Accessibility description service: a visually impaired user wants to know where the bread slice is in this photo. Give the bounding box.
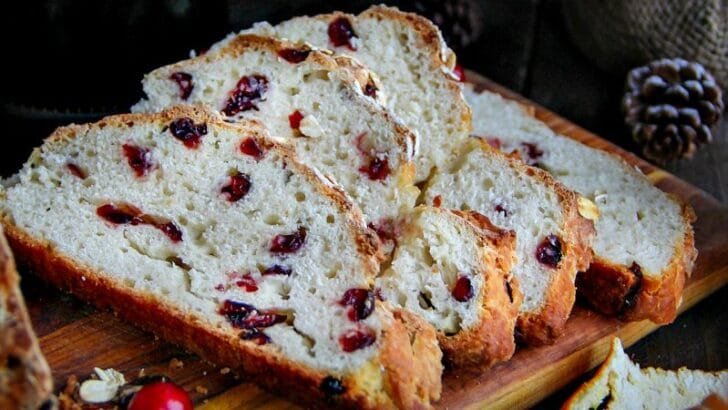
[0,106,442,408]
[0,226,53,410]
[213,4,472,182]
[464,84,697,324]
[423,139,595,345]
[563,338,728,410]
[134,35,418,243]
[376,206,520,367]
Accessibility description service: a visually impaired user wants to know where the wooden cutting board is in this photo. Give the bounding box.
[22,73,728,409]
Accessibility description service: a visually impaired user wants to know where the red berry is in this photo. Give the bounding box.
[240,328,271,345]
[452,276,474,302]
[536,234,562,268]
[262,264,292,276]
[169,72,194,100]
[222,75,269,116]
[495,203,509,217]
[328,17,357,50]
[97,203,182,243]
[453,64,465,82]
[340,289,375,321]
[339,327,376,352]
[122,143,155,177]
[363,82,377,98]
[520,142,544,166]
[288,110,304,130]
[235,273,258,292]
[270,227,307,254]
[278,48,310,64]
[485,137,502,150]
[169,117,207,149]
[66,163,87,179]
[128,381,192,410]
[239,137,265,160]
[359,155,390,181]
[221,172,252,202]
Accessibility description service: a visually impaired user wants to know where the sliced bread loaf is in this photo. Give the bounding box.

==

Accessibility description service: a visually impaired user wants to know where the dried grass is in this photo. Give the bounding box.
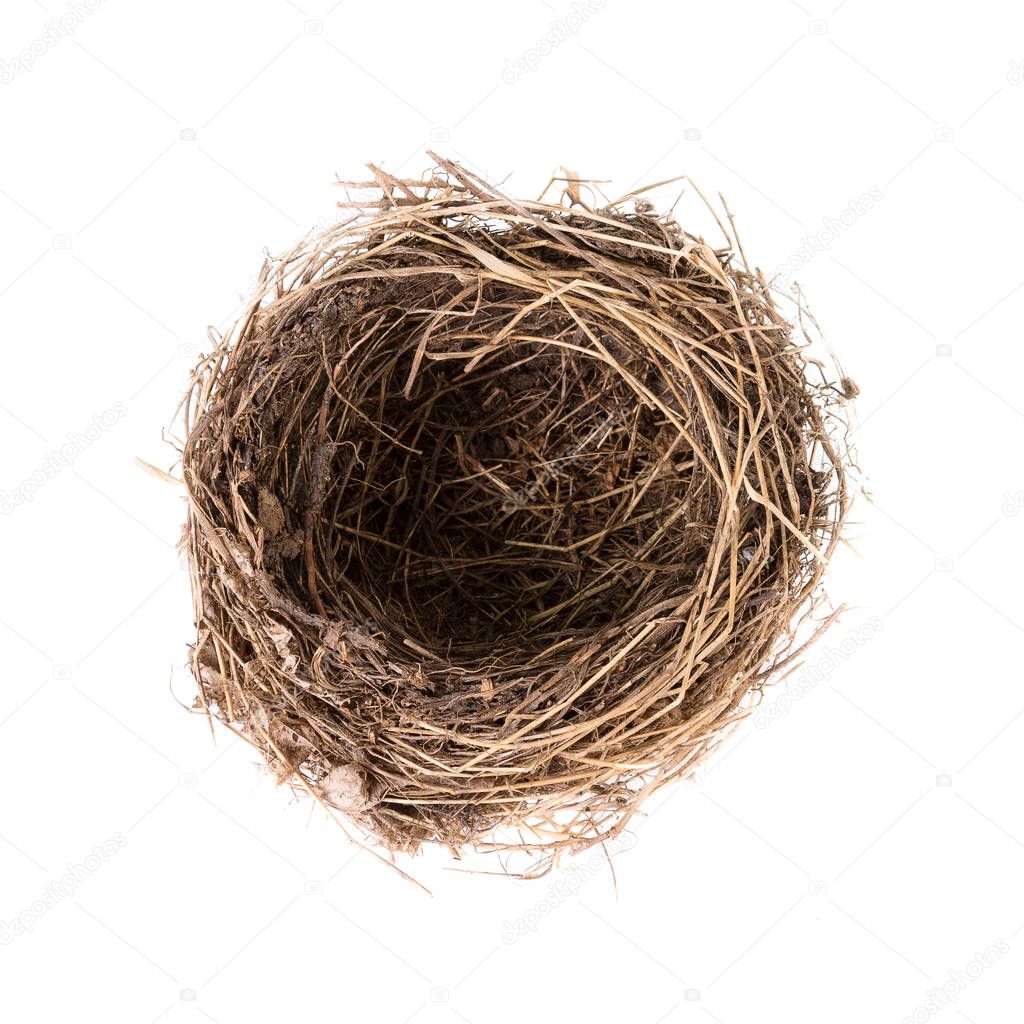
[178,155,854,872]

* * *

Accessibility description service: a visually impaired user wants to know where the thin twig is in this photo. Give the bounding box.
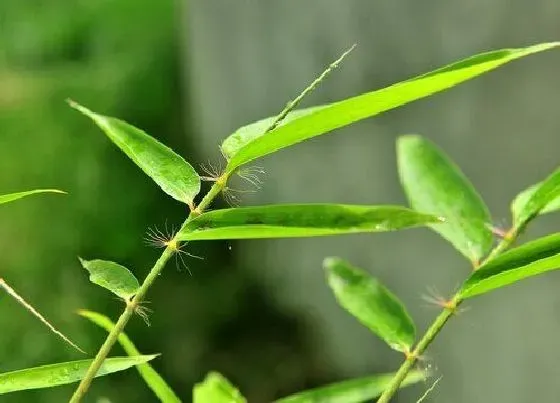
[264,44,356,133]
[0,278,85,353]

# Task prompt
Among the lines above, the one with "where the bread" opens the part to repeat and the one with "where the sliced" closes it; repeat only that part exactly, with no pictures.

# Answer for the task
Accessibility description service: a visually impaired user wants to know where the bread slice is in this photo. Give the bounding box.
[0,106,442,408]
[0,226,53,410]
[213,4,472,182]
[464,84,697,324]
[423,139,595,345]
[563,338,728,410]
[134,35,418,243]
[376,206,520,367]
Accessibility description service: a visually impaired user wants to know where the wooden cutting board is in this photo. Give the bounding box.
[22,73,728,409]
Accessibility description service: a visually impaired user wants to know where the red berry is in this photo. Give the bounding box.
[240,328,271,345]
[452,276,474,302]
[536,234,562,268]
[262,264,292,276]
[169,72,194,100]
[222,75,269,116]
[495,203,509,217]
[328,17,357,50]
[97,203,182,243]
[453,64,465,82]
[340,289,375,321]
[339,327,376,352]
[122,143,155,177]
[363,82,377,98]
[520,142,544,166]
[288,110,304,130]
[235,273,258,292]
[270,227,307,254]
[278,48,310,64]
[485,137,502,150]
[169,117,207,149]
[66,163,87,179]
[128,381,192,410]
[239,137,265,160]
[359,155,390,181]
[221,172,252,202]
Accessibility description service: a visually impaired user wants to know where the sliced bread loaf is in this photo. Give the bounding box.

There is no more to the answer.